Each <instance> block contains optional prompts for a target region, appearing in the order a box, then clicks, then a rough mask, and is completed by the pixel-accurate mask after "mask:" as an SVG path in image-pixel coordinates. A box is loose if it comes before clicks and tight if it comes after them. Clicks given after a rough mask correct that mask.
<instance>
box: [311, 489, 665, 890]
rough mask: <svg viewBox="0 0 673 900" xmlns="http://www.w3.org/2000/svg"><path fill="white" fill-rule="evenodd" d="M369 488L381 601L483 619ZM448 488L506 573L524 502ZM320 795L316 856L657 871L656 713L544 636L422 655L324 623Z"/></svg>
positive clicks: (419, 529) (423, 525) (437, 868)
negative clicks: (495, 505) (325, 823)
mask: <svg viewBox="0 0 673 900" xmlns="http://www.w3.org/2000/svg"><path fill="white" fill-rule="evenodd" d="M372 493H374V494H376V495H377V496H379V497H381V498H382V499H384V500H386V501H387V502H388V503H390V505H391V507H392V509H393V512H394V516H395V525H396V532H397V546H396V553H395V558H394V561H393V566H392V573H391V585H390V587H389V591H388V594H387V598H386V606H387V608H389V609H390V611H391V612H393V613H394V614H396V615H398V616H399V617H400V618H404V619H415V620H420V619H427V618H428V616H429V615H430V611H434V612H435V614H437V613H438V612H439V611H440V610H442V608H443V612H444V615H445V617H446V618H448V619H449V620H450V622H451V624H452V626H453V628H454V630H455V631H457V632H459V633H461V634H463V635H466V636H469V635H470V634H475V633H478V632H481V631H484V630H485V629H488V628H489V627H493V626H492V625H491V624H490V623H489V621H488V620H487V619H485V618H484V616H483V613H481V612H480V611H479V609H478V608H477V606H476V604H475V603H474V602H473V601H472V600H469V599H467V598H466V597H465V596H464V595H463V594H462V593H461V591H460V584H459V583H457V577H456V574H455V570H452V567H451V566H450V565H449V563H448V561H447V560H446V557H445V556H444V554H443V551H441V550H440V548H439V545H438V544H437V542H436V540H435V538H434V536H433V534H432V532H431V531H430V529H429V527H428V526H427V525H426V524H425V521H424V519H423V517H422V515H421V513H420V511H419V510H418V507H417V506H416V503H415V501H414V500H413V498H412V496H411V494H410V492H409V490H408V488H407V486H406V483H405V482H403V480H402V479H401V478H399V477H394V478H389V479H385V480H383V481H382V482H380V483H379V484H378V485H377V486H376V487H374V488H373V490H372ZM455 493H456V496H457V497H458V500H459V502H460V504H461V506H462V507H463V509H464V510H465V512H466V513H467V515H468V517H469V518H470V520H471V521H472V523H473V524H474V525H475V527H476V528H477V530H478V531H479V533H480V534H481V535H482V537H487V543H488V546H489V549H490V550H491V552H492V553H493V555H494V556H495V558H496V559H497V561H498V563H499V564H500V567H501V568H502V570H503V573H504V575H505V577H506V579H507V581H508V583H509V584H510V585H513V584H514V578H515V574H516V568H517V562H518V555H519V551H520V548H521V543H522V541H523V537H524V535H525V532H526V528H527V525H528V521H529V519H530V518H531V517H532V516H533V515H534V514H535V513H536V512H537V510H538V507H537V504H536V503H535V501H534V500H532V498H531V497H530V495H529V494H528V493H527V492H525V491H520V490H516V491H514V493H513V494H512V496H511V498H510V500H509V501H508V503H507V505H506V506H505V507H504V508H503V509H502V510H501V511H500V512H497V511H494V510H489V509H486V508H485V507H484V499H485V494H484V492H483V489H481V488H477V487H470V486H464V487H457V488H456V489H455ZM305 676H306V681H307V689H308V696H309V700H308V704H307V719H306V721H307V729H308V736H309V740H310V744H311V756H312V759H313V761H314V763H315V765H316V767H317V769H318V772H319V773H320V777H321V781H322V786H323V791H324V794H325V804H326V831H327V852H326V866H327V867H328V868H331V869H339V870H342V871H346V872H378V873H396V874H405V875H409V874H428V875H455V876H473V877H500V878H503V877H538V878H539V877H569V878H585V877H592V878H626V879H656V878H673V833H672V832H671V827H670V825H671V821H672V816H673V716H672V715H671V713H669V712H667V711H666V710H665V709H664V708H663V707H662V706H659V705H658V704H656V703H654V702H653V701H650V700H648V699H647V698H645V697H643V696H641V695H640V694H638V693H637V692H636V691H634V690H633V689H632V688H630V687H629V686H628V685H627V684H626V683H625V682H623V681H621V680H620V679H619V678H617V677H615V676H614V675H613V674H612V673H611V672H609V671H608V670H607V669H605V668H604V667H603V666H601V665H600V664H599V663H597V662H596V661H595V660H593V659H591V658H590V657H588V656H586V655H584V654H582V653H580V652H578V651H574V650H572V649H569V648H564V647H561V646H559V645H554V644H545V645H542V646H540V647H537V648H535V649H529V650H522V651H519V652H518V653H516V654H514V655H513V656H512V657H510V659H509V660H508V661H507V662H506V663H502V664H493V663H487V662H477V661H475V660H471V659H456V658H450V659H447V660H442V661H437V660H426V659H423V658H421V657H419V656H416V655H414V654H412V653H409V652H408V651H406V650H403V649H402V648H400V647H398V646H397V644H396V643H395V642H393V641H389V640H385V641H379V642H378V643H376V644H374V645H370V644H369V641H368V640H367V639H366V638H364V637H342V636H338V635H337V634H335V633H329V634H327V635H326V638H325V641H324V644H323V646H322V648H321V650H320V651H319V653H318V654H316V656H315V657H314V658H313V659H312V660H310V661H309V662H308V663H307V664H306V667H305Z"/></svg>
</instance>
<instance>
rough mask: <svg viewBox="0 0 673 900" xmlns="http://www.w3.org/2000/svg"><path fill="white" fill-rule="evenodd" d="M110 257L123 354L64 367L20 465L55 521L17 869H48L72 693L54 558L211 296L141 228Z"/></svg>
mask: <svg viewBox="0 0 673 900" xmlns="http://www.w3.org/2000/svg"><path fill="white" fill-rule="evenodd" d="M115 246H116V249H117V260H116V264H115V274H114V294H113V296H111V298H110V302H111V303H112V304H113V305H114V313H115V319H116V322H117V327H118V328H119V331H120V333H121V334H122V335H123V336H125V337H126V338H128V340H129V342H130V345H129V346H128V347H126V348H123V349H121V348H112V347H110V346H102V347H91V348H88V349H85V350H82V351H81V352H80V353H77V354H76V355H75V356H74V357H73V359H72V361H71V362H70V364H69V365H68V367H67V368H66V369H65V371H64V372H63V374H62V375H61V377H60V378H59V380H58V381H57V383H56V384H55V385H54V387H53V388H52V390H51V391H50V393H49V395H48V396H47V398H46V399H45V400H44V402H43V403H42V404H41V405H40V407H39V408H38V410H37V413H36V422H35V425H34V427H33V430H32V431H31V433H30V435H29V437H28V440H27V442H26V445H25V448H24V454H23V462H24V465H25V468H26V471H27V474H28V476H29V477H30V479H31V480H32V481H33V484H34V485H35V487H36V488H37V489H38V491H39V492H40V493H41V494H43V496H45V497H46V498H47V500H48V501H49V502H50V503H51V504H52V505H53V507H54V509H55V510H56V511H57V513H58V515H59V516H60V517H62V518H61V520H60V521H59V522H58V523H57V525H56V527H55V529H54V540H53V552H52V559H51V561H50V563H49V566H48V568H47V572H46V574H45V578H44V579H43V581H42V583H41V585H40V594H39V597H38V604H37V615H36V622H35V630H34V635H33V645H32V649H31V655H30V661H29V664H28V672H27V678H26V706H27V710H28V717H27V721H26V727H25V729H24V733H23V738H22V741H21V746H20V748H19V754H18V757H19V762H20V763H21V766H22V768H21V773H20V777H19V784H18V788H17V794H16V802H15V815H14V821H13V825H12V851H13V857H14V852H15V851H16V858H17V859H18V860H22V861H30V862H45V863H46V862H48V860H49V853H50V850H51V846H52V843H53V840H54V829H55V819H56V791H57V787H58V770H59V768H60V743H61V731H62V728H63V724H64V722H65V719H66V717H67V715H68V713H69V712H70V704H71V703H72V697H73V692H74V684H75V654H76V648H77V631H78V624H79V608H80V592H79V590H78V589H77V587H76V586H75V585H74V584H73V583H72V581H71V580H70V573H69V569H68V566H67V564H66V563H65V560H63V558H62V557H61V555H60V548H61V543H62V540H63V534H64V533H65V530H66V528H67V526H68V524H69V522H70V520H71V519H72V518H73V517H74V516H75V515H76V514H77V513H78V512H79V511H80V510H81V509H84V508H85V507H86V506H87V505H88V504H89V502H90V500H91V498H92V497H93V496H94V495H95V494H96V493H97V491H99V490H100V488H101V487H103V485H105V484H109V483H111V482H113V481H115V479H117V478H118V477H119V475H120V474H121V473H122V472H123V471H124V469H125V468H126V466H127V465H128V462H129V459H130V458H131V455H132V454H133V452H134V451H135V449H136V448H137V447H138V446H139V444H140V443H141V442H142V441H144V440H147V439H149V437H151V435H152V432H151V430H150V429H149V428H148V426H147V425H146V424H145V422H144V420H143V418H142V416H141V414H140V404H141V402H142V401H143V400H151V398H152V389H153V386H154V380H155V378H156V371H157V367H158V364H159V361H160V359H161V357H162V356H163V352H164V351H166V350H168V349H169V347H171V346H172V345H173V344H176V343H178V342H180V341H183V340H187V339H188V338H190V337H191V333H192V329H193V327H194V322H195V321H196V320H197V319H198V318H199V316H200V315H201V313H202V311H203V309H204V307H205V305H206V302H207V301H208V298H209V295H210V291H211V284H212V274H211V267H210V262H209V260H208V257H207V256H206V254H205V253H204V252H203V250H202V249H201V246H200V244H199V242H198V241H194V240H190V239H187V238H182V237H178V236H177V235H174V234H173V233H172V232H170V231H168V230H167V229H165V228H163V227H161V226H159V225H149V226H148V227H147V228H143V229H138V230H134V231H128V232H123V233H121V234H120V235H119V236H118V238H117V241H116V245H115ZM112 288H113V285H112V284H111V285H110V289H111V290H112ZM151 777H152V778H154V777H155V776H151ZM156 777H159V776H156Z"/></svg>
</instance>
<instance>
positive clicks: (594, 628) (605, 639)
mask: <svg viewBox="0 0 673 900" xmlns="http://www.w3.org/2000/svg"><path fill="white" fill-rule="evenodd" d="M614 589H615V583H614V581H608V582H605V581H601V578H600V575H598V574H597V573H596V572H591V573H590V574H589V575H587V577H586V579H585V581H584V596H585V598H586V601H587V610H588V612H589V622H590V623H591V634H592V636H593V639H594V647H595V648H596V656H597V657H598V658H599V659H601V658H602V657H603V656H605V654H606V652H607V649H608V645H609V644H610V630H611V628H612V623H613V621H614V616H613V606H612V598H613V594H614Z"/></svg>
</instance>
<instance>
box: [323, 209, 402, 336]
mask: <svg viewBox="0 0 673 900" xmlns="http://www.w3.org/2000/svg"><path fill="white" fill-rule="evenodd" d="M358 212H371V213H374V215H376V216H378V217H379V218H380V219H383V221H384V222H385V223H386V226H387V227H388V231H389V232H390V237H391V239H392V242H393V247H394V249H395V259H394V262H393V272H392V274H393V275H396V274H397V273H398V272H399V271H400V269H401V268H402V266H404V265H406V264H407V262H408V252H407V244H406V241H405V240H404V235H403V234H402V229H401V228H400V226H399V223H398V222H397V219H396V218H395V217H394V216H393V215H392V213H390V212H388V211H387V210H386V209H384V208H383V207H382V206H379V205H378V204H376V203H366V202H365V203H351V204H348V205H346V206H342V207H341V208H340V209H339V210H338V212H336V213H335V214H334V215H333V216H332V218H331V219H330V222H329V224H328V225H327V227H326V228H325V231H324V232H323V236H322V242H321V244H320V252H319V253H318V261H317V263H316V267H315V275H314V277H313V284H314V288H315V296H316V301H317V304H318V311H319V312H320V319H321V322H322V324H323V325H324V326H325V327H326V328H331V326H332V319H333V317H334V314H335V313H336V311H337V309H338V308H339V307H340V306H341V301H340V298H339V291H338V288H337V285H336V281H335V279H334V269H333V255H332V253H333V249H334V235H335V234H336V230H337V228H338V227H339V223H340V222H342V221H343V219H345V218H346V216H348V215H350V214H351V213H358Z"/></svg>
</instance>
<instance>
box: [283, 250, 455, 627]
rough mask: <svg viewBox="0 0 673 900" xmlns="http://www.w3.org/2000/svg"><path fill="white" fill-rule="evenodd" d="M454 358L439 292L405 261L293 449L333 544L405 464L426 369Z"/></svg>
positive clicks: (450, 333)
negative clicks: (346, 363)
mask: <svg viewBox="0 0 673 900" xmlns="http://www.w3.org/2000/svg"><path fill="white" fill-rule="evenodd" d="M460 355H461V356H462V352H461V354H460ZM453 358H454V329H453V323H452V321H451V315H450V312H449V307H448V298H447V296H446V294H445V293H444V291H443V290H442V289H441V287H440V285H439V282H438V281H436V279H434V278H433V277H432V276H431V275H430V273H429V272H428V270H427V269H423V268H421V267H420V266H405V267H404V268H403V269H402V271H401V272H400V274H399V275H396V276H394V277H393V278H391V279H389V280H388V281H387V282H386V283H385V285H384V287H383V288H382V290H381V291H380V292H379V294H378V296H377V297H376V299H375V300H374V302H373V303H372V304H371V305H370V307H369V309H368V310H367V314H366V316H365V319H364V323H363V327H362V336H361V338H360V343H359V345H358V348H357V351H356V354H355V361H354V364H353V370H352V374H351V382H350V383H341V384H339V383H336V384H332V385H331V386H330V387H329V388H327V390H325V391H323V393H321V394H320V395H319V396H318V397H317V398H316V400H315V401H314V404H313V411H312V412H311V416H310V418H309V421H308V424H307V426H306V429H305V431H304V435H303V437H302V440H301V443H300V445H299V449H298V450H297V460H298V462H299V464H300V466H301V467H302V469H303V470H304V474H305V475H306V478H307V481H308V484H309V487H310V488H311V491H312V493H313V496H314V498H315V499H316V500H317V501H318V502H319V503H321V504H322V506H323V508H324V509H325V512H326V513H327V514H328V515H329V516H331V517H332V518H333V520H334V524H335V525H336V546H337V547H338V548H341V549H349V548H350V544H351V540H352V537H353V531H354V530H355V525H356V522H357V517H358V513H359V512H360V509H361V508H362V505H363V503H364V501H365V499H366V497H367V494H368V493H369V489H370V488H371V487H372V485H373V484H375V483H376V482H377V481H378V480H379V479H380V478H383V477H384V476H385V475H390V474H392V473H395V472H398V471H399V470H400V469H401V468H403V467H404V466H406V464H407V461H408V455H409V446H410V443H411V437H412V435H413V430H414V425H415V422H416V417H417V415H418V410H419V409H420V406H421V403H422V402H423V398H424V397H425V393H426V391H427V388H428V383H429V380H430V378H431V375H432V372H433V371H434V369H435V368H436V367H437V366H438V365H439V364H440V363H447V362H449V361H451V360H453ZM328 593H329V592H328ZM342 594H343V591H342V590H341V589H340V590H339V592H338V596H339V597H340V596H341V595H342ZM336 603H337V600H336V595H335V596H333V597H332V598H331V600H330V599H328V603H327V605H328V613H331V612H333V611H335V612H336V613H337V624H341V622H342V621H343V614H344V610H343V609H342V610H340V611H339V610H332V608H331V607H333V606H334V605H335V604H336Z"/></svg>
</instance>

____________________

Look at the material above and copy, word for word, its lines from the first through the one containing "positive clicks: (419, 529)".

Each <instance> block contains optional prompts for a target region, appearing in the order a box, then clicks, then a rough mask, and is completed by the pixel-accurate mask after "mask:" as an SVG path in image-pixel coordinates. A box is loose if it comes before clicks and tight if it comes after them. Clicks given after a rough mask correct that mask.
<instance>
box: [311, 489, 665, 890]
rough mask: <svg viewBox="0 0 673 900" xmlns="http://www.w3.org/2000/svg"><path fill="white" fill-rule="evenodd" d="M369 488L381 601L483 619ZM448 488L506 573L524 502ZM320 795L316 856L657 871L656 713L544 636L422 655L324 623Z"/></svg>
positive clicks: (419, 529) (423, 525) (437, 868)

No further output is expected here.